**WRITTEN REQUEST**
Please copy exactly the lines that begin with the one containing "target | girl in pink jacket" and end with the last line of the entries.

>> start

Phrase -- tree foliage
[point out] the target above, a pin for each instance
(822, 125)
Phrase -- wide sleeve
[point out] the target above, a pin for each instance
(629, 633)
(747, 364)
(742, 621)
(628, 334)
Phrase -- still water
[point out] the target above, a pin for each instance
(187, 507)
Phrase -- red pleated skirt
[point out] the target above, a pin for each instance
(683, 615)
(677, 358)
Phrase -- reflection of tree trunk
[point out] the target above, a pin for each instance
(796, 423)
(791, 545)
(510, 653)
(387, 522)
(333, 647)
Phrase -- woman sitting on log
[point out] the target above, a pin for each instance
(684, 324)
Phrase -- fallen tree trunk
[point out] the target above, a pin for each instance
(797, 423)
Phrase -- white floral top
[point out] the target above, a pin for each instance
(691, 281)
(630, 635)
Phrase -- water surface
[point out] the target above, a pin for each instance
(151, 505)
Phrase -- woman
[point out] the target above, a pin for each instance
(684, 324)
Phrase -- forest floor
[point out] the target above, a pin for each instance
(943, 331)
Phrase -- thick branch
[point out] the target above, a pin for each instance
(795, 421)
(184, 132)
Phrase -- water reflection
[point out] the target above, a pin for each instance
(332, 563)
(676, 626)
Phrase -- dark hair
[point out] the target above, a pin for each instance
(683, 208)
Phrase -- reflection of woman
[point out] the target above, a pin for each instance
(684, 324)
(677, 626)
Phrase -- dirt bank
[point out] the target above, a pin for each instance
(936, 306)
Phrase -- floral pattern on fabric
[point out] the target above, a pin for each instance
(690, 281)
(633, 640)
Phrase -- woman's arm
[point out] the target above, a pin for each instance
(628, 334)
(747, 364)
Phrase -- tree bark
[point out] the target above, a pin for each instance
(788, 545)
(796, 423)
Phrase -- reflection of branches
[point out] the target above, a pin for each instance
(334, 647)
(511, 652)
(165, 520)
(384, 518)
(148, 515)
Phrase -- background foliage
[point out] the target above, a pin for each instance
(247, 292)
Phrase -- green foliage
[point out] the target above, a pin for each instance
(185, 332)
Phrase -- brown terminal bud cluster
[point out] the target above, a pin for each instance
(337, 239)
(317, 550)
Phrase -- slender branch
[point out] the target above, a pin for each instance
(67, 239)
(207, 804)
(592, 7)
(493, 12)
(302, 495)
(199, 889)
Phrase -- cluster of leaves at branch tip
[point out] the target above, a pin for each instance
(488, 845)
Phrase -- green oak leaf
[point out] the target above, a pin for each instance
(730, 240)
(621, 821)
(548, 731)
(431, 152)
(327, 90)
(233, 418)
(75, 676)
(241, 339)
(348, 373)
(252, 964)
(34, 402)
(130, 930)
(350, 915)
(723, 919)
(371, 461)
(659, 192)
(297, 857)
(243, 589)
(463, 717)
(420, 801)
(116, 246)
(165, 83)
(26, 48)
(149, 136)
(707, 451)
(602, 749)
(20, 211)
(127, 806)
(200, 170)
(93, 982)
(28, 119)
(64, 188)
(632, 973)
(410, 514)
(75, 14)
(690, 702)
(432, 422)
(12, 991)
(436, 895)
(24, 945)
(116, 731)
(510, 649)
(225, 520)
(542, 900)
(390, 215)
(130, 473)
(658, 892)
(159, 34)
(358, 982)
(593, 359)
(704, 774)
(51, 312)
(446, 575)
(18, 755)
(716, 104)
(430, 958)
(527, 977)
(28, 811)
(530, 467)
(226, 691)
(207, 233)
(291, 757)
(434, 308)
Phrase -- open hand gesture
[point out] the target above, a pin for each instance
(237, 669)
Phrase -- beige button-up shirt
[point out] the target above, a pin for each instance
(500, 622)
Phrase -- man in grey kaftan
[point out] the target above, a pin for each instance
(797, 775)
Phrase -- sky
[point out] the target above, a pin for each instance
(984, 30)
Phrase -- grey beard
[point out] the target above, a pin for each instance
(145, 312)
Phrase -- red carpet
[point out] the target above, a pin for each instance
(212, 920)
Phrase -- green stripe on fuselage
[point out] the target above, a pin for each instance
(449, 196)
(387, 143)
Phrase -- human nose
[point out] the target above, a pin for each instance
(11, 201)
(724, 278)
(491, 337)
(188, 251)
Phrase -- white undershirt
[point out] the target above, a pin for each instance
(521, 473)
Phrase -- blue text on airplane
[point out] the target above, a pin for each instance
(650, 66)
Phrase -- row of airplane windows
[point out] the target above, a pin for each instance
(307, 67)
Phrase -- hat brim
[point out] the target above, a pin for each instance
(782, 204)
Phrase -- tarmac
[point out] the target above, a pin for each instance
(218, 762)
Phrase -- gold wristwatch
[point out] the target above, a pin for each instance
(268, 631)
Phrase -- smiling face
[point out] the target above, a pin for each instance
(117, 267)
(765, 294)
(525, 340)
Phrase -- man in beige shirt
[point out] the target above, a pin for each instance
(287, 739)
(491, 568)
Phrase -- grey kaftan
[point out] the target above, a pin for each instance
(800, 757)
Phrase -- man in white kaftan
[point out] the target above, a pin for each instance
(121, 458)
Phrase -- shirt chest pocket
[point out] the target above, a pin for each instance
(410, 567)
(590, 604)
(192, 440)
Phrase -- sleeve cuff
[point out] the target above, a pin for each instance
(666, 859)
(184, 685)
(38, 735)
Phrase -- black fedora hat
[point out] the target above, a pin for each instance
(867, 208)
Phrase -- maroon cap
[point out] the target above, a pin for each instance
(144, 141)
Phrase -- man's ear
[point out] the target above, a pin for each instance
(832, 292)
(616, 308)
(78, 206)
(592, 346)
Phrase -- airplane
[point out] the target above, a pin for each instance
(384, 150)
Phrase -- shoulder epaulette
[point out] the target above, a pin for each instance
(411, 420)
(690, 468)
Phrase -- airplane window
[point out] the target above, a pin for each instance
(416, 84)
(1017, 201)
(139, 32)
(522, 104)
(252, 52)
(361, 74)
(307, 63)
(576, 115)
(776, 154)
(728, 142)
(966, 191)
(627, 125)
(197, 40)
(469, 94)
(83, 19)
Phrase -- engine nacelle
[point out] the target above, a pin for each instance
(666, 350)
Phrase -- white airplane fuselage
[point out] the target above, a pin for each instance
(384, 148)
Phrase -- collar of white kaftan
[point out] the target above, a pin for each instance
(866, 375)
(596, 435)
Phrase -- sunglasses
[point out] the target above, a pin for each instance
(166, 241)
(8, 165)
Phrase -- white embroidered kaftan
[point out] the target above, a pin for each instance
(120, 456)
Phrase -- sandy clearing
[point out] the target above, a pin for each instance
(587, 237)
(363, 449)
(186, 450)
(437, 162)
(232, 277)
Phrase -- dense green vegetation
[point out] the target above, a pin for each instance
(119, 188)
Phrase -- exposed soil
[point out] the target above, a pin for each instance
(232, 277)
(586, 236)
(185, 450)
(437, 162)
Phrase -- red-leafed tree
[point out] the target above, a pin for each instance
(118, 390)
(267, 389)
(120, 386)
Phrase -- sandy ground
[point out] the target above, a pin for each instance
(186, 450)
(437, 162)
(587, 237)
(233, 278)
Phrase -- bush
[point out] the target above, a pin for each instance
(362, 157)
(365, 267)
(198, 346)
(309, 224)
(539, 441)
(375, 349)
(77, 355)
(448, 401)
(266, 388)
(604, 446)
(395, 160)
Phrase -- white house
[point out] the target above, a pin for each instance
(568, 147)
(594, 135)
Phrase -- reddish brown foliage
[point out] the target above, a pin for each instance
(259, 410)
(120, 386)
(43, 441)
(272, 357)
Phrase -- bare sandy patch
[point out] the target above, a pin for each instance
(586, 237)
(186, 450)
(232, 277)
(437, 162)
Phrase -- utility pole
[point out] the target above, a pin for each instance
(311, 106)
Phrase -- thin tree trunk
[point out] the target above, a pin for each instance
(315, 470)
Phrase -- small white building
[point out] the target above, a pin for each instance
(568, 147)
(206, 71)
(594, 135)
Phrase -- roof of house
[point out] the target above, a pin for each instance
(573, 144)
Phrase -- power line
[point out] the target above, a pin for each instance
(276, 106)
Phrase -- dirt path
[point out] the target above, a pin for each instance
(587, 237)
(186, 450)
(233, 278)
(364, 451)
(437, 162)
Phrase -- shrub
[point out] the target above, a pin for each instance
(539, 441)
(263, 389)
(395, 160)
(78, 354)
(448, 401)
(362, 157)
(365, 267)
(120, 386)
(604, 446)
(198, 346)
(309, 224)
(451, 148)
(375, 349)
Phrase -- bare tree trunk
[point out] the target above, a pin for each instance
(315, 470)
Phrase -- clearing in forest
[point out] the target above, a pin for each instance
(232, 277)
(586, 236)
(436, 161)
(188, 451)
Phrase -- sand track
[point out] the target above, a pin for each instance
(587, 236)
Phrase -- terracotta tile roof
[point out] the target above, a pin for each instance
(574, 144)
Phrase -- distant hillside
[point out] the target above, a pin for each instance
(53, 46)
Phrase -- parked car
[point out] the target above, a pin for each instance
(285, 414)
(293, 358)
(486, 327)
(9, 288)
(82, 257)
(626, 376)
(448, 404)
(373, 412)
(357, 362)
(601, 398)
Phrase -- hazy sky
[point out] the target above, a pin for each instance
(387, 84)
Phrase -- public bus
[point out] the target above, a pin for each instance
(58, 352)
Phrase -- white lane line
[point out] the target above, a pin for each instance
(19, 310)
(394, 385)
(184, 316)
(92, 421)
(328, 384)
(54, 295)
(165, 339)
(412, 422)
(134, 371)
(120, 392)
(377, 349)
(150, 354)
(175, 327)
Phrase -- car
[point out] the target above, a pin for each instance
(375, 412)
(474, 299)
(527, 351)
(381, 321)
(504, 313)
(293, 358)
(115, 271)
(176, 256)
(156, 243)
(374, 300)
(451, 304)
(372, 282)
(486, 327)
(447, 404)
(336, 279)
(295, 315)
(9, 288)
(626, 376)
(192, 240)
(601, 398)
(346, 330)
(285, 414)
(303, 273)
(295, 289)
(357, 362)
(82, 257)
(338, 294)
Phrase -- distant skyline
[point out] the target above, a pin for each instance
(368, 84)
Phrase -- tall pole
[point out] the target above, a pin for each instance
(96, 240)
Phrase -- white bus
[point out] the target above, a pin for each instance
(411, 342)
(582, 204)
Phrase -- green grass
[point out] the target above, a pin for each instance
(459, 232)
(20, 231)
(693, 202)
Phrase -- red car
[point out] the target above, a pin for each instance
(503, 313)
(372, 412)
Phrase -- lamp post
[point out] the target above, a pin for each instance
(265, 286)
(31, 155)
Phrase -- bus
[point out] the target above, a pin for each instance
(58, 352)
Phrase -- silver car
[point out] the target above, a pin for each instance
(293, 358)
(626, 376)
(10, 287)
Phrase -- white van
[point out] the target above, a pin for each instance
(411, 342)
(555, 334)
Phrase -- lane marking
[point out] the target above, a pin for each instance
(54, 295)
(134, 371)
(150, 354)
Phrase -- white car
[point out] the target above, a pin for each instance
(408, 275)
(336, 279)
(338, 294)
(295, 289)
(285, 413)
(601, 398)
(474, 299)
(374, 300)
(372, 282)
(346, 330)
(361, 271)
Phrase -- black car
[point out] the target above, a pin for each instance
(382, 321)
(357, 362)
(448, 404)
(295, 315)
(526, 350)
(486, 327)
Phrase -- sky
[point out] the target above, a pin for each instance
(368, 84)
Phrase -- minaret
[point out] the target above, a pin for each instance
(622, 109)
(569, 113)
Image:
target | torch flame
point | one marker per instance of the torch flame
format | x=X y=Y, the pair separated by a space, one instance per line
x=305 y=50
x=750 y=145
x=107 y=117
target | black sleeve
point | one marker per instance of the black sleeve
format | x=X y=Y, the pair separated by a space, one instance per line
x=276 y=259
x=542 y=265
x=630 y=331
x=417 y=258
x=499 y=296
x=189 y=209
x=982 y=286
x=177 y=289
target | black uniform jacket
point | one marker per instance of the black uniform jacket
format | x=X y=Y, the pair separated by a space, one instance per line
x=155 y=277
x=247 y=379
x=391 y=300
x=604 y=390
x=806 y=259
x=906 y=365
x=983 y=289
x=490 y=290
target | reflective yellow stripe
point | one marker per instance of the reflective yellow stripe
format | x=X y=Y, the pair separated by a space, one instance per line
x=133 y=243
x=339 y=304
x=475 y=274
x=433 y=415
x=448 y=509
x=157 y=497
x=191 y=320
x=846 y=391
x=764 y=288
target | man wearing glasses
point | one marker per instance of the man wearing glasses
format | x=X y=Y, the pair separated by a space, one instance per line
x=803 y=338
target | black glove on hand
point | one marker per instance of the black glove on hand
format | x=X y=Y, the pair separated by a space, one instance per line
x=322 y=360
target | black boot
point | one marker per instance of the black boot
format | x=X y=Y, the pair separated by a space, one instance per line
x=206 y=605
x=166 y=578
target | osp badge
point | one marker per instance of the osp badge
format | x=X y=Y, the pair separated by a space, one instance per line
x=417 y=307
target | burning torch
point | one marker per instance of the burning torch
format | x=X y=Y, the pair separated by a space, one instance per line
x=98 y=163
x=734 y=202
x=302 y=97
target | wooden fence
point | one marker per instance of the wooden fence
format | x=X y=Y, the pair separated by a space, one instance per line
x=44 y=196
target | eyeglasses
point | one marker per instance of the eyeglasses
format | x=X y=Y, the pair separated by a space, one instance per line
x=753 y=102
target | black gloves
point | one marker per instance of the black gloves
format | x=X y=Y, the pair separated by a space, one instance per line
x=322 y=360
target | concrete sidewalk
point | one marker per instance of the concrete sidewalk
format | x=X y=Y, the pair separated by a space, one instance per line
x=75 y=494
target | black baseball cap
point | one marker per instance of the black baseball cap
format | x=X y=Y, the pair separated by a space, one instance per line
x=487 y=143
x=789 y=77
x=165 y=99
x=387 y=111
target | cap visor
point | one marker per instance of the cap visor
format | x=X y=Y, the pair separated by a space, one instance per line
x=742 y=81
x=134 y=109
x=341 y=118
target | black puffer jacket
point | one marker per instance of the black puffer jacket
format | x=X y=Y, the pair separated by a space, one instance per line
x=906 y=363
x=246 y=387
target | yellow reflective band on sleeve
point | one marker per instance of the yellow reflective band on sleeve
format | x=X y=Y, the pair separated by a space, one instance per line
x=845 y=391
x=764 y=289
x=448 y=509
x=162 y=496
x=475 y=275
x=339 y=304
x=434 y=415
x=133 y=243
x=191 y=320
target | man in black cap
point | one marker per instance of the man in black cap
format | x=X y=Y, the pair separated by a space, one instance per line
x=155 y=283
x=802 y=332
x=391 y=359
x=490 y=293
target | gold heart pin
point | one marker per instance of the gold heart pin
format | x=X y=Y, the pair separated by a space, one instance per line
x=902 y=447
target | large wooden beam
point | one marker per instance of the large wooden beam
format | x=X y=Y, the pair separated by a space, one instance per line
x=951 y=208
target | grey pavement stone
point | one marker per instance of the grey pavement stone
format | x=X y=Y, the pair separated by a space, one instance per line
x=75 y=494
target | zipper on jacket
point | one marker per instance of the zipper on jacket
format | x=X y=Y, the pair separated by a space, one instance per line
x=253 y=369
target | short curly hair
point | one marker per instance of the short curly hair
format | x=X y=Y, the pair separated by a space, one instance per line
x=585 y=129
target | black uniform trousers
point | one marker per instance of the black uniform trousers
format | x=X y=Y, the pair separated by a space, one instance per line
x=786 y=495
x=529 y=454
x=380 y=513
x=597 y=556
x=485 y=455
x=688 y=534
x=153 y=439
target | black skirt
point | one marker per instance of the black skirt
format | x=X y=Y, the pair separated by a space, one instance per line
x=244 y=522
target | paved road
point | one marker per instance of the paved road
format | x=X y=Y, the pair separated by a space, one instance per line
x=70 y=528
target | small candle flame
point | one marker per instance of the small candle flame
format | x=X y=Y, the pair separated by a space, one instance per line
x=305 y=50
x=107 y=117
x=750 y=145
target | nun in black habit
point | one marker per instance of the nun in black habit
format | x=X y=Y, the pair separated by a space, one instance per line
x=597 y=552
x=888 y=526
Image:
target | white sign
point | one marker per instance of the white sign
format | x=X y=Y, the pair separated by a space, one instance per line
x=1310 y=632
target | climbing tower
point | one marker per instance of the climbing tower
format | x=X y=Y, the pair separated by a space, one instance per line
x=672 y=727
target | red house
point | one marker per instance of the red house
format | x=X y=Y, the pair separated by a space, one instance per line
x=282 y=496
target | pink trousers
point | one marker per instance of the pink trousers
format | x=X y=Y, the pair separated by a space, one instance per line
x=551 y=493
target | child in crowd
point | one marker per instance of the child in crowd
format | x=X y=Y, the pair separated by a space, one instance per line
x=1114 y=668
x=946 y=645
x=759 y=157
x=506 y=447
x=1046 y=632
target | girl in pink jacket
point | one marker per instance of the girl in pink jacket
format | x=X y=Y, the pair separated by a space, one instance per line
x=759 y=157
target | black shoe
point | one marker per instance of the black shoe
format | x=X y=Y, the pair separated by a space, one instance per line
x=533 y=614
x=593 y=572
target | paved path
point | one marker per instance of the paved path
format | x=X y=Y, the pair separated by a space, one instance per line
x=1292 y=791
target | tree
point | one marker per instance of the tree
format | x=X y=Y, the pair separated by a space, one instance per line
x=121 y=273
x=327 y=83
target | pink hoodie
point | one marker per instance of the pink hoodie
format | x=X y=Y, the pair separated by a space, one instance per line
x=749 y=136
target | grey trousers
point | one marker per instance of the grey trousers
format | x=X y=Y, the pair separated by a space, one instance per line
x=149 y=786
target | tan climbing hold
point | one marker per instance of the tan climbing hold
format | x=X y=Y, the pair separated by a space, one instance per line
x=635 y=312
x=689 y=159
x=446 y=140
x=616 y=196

>> end

**TASK RESULT**
target | girl in pink jacket
point | one marker per instance of the girl in pink jacket
format | x=X y=Y, the pair separated by a space, one instance per line
x=759 y=157
target | black shoe
point | one marker per instance of the black shoe
format | x=X y=Y, the pair separated by a space, one instance per line
x=533 y=614
x=593 y=572
target | paved path
point | one marker per instance of the paved path
format | x=X y=Y, the pair separated by a space, one instance per line
x=1292 y=791
target | tree
point | one marker per instance of the tree
format | x=X y=Y, the pair separated by a space, one instance per line
x=121 y=273
x=327 y=83
target | pink hoodie
point | one marker per instance of the pink hoodie
format | x=X y=Y, the pair separated by a space, one instance per line
x=749 y=136
target | grey trousers
point | one marker per instance of the grey trousers
format | x=X y=Y, the pair separated by a space, one instance per line
x=149 y=786
target | tan climbing hold
point | one marker per instance of the tan climbing hold
format | x=X y=Y, the pair separated by a space, one instance per line
x=635 y=312
x=689 y=159
x=446 y=140
x=616 y=196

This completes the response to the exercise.